- _Items from a data source_:
▼
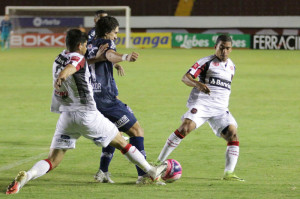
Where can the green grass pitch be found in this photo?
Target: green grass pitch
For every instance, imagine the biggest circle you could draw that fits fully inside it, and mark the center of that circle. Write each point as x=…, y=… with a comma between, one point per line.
x=265, y=101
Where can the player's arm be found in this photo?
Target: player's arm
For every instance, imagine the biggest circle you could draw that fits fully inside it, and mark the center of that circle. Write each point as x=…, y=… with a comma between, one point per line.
x=100, y=56
x=190, y=81
x=115, y=57
x=64, y=74
x=120, y=69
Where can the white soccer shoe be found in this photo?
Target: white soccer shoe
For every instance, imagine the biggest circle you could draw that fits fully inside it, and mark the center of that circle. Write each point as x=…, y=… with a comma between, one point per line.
▲
- _EXERCISE_: Update the entries above by replacing every "imagine" with "visualize" and keeping everything else the same. Leave the pictures out.

- _OUTPUT OF THE EXERCISE_:
Where can the green grass pitch be found in this photo?
Target: green grass pitch
For every instance, visualize the biggest circle you could draw that fits fully inside it, and mark the center of that circle. Write each point as x=…, y=… with a comma between, one point per line.
x=265, y=101
Where can the player's arm be found in this photo?
Target: player's arm
For every instance, visualize the biggest circle you could draw that fits fully inside it, and mark the center of that circle. Write each point as x=…, y=… with a comma between, one point per line.
x=100, y=56
x=190, y=81
x=115, y=57
x=64, y=74
x=120, y=69
Where can the white soccer shoe be found in this photo?
Target: white soccer shoe
For every instance, visualize the biggest circle you could draw that fits fully inside it, and mark the center of that circle. Write each point as x=…, y=… with a comma between, one point per line.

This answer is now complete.